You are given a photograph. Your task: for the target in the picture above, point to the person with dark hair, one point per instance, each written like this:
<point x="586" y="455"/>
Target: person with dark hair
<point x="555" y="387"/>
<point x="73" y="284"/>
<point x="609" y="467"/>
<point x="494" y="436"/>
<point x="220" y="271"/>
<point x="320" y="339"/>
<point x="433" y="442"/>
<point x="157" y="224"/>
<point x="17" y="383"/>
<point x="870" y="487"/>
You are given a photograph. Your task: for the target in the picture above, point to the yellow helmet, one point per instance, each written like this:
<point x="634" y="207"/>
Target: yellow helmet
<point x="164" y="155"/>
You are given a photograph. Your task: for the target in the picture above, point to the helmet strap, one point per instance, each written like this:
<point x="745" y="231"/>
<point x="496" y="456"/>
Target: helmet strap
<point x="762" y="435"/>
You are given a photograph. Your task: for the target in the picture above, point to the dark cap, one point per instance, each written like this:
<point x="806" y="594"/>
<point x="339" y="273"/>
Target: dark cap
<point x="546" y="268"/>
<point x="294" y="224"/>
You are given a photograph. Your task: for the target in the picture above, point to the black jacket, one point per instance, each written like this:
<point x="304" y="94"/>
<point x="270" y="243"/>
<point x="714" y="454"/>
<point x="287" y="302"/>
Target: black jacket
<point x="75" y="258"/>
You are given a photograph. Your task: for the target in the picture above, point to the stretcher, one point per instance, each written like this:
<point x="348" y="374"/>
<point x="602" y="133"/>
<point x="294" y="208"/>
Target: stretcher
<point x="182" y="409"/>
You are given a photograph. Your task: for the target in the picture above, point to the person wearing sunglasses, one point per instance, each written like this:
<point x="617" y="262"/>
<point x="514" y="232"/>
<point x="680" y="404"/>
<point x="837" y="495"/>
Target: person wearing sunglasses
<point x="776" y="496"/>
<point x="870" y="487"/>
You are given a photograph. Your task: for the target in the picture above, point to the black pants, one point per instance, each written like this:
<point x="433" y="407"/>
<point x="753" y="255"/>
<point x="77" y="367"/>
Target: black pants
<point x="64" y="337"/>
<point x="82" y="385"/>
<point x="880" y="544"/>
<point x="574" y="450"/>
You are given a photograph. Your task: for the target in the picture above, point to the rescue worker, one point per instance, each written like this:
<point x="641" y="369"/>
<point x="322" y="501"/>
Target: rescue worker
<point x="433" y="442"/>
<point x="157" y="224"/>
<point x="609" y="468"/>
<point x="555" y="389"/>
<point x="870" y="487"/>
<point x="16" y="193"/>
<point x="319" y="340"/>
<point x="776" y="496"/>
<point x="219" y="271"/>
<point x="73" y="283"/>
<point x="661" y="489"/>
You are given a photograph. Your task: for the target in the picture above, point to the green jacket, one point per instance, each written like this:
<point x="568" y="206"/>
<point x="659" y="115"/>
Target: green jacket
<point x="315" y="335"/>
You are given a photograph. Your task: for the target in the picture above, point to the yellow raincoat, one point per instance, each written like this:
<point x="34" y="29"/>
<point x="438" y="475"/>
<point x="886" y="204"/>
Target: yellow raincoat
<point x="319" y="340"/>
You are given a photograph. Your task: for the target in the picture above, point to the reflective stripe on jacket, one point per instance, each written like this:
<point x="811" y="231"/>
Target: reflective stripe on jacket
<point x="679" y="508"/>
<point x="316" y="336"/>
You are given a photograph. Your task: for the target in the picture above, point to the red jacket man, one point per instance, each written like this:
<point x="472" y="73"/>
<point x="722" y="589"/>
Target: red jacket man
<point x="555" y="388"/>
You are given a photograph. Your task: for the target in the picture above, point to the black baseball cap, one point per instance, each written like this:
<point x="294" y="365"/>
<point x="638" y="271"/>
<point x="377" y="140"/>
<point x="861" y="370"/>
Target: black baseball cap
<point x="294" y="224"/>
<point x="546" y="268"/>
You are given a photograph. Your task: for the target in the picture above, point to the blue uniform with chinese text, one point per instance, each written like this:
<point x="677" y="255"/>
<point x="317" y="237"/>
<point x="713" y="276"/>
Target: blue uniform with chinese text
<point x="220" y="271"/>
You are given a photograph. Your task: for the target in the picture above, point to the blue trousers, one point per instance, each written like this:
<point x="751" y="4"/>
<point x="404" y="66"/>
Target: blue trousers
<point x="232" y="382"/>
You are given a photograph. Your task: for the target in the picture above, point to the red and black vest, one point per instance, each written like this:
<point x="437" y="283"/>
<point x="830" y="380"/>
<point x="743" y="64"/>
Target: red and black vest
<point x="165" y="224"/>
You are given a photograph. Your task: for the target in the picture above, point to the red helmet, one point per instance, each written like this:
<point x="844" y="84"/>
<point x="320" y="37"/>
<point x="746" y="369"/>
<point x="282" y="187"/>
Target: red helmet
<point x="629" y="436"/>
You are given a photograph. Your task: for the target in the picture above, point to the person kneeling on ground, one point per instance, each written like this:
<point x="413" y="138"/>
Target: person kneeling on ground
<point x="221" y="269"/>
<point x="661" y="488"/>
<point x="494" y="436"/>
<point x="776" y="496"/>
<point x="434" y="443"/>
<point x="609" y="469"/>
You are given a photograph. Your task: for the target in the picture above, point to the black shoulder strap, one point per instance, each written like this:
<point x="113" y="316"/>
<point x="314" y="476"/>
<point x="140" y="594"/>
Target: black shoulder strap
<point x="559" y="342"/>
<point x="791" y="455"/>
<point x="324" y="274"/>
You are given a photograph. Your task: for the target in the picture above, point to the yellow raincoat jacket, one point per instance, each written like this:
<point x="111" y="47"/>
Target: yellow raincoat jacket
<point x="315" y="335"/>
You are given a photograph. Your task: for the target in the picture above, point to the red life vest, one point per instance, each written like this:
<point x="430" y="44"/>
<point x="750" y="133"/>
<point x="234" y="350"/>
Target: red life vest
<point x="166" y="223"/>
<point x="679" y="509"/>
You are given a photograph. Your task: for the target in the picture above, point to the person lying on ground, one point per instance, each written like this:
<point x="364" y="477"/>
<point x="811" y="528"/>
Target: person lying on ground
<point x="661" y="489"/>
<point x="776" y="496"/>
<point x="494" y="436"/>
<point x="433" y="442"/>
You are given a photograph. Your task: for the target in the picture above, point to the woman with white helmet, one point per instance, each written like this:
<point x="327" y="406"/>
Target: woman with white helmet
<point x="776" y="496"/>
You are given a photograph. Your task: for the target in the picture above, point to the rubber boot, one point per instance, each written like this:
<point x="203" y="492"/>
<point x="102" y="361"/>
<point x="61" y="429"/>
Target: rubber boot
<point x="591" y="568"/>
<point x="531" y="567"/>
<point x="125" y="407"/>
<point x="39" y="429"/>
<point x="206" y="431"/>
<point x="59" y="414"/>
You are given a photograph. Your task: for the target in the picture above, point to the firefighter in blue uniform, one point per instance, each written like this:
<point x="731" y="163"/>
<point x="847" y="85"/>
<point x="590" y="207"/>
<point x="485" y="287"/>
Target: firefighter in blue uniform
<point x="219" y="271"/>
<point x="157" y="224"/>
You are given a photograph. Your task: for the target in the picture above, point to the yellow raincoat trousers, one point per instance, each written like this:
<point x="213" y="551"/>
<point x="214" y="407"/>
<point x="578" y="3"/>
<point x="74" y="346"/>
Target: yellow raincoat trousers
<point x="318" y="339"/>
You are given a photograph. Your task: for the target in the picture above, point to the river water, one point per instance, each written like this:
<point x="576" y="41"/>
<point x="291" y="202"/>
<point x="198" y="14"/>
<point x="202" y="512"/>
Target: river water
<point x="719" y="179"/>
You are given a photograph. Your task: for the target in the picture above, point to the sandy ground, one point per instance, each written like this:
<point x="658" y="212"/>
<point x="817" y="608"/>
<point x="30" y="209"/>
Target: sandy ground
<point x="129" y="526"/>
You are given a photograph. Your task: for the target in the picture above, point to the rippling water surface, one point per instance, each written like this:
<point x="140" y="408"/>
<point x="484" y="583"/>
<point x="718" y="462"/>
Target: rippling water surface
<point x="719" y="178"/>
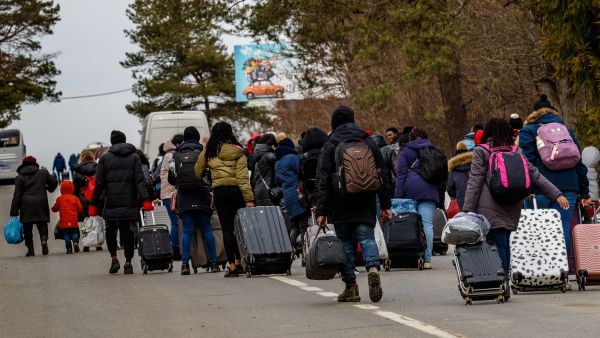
◇ ◇ ◇ ◇ ◇ ◇ ◇
### HOW TO COMPLETE THIS TASK
Pictures are to be left out, and each line from the one that contains "raincoat trousers, one" through the end of the listing is to be copied exactly.

### TASK RESPONSE
You are given a photograph. Your task: for the target in the picture above, point to the yellow raincoat trousers, one point per instance, each written like this:
<point x="213" y="551"/>
<point x="214" y="407"/>
<point x="578" y="3"/>
<point x="74" y="346"/>
Target: yellow raincoat trousers
<point x="318" y="339"/>
You are given a photograph. Your task: for the target in the picture above, point to the river water, one point per instance, each written like this:
<point x="576" y="41"/>
<point x="291" y="202"/>
<point x="198" y="14"/>
<point x="202" y="512"/>
Target: river water
<point x="719" y="179"/>
You are given a photograph. Your task: for the target in the picture above, point to the sandy ground, one point per instance, each written like this:
<point x="658" y="212"/>
<point x="817" y="608"/>
<point x="30" y="209"/>
Target: sandy ground
<point x="129" y="526"/>
You are given a photograph. Your task: for the target in the picture above, point to the rippling water surface, one point per instance, each written like this:
<point x="140" y="408"/>
<point x="484" y="583"/>
<point x="718" y="462"/>
Target: rippling water surface
<point x="719" y="178"/>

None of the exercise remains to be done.